[Start of GIVEN TEXT]

It’s All True!

October 12, 2007

What comes to mind when you hear the word “Documentary?” History Channel? Nature? Some British guy holding a microphone telling about science stuff? Let’s face it, the one word most americans (and students at this school) think of when it comes to documentary is “boring.”

They’ve gotten a bad rap over the years, and yes a lot of them can be boring, especially if you’re including the instructional video you have to watch at your first training meeting at McDonalds, or the videorecording of the Math class on channel 9. But there’s also some pretty fantastic, engaging, mind-blowing stuff out there. If you really think that all documentaries are boring, then something is wrong. With you. Or you just haven’t seen any of the good ones.

So these past few days I’ve been doing my utmost to convert new disciples to the beauty of non-fiction filmmaking and watching.

If you haven’t done so already, here’s the worksheet for downloading: documentaries handout The answers are as follows:

What is a documentary? The easy answer is a film concerned with facts and truth and actuality. It contains all sorts of stuff that you probably watch all the time. The ten o’clock news. The home movies of you blowing out the candle on your first birthday cake. Your cousin’s wedding video. The food network. America’s Most Humiliating Home Vidoes. Any sports broadcast. Any of those “reality” shows. That commercial of Alan Thicke telling us about the great deal where you can get a free 3 night stay at that resort in Orlando. Non-fiction film is a huge part of our media consumption. A lot of it is forgetable, but there are some real gems out there. According to scholar Erik Barnouw, one “crucial aspect of the documentary film is its ability to open our eyes to worlds available to us but, for one reason or another, not percieved.”

[End of GIVEN TEXT]
[Start of STORED RECORDS]

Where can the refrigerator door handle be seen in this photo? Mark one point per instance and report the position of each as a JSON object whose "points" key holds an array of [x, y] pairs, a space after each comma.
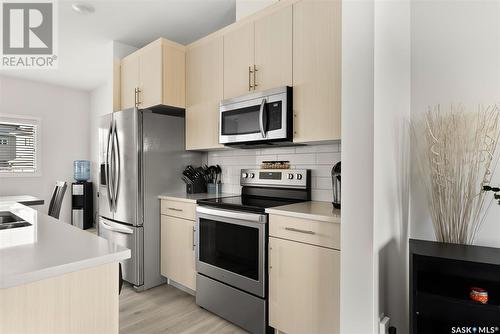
{"points": [[117, 229], [116, 166], [107, 167]]}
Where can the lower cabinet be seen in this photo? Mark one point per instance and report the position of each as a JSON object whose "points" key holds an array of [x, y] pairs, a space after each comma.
{"points": [[304, 287], [177, 250]]}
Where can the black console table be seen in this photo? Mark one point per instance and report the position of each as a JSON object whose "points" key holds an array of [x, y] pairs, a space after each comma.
{"points": [[441, 276]]}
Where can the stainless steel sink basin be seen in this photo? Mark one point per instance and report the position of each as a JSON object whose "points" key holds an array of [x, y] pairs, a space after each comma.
{"points": [[10, 220]]}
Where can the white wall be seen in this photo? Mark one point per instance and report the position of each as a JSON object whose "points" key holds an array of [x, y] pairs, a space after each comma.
{"points": [[248, 7], [390, 165], [455, 58], [357, 301], [101, 103], [64, 116], [318, 158]]}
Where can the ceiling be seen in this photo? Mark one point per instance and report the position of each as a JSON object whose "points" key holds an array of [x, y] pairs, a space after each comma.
{"points": [[83, 39]]}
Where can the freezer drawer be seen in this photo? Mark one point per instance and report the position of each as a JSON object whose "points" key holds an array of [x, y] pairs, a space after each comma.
{"points": [[132, 238]]}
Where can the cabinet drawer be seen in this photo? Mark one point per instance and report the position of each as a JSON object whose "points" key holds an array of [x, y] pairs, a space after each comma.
{"points": [[178, 209], [307, 231]]}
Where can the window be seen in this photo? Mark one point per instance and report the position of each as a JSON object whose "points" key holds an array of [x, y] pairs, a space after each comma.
{"points": [[18, 146]]}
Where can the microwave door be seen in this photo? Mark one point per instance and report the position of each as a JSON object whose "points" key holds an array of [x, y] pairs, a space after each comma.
{"points": [[262, 118], [241, 124]]}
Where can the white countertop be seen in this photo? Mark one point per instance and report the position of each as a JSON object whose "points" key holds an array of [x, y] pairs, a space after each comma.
{"points": [[313, 210], [23, 199], [48, 248], [192, 198]]}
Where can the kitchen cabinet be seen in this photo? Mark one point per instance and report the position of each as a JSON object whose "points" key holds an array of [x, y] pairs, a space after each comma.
{"points": [[304, 275], [273, 50], [177, 243], [153, 76], [129, 80], [238, 61], [204, 92], [258, 54], [316, 70]]}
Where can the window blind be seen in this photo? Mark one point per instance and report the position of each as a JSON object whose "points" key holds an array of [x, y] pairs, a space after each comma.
{"points": [[18, 148]]}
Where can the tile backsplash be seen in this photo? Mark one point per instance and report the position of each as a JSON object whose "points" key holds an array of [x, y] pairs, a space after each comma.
{"points": [[318, 158]]}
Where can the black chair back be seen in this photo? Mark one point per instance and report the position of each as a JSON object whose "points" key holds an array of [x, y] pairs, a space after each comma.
{"points": [[56, 200]]}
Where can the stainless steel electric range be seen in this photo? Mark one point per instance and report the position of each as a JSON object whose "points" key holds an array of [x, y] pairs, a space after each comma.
{"points": [[231, 245]]}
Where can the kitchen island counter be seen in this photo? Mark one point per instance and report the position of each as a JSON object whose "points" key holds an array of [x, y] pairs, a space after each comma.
{"points": [[49, 247], [56, 278]]}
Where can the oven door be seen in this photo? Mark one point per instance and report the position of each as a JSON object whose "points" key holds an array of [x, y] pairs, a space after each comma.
{"points": [[264, 116], [230, 247]]}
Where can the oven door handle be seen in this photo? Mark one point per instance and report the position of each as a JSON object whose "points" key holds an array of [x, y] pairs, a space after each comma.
{"points": [[232, 214]]}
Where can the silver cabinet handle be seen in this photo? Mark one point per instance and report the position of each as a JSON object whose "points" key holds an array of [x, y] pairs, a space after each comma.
{"points": [[250, 86], [255, 77], [299, 230], [261, 118], [116, 229], [175, 209], [137, 96]]}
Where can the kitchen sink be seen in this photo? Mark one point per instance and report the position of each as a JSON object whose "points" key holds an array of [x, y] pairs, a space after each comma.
{"points": [[9, 220]]}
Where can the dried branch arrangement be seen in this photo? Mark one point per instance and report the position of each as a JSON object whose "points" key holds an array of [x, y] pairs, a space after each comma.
{"points": [[456, 153]]}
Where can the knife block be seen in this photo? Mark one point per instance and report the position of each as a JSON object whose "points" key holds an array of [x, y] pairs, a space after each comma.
{"points": [[199, 186]]}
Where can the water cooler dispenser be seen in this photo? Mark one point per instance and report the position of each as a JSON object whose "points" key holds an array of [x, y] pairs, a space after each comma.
{"points": [[82, 197]]}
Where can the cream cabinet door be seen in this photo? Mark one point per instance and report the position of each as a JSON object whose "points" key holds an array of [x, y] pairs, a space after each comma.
{"points": [[177, 250], [150, 75], [273, 50], [238, 59], [204, 92], [316, 70], [129, 80], [174, 74], [304, 288]]}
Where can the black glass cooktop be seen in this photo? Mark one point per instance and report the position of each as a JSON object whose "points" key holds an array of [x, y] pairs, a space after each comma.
{"points": [[247, 203]]}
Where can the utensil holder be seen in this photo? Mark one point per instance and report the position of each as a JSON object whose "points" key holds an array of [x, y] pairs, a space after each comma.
{"points": [[214, 188]]}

[End of STORED RECORDS]

▶ **TASK SET**
a - In the records, copy again the part that opens with the line containing "Where can the utensil" and runs through the end of the records, keeping the requests, but multiply every point coordinate in the answers by 1.6 and round each result to a whole number, with halves rounded up.
b - Continue the post about documentaries from the point where it stops.

▶ **ANSWER SET**
a -
Where can the utensil holder be seen in this photo? Mark one point per instance and report the position of each as a JSON object whose "points" key holds an array of [x, y] pairs, a space after each comma.
{"points": [[342, 301]]}

b -
For example, check out this clip from Microcosmos. This film, by the director of March of the Penguins, is all about the daily life of insects. But rather than the typical nature documentary with some british guy telling us all about the lives and loves and deepest goals of each of the animals, this one has has only one paragraph of narration, which states “But to observe this world, we must fall silent now and listen to its murmurs.” And then there’s no more narration, just really cool footage of insects doing stuff.

Documentaries have a huge range of purposes. Some are informational or educational, the kind you’d watch in your science or history class, or on the discovery network. Some are instructional that actually teach you how to do something, like “this old house” or cooking shows or an excercise video. Some promote awareness of social issues like “Happy Valley” a doc about meth addiction in Utah. Some are tribute to a person or institution, like what they show at the Oscars when Ingmar Berman wins an honorary award, or a video to show at someone’s 50th anniversary or funeral. Some try to convince us of a particular argument, like “Super Size Me” about how bad fast food is for you. Some try to promote change, like Al Gore’s “An Inconvenient Truth.” Some are to preserve memories, like home movies or a concert video. And some are just entertaining and interesting, like “Riding Giants” about big wave surfing.

There are also three main styles of documentary making. The most common is the “omniscient documentary.” This is when you have an unseen, yet all-knowing narrator (often with a low voice and a british accent) who tells us the way things are and we are inclined to believe him (sometimes its a “her”, but rarely). There are interviews with scholars or others in authority. These interviews are professionally done, with nice lighting and cameras on a tripod and everything in its ideal setting. The person asking the questions is edited out to sound like people are just talking on their own. There are often “reinactments” of historical events, with people dressed up in costumes.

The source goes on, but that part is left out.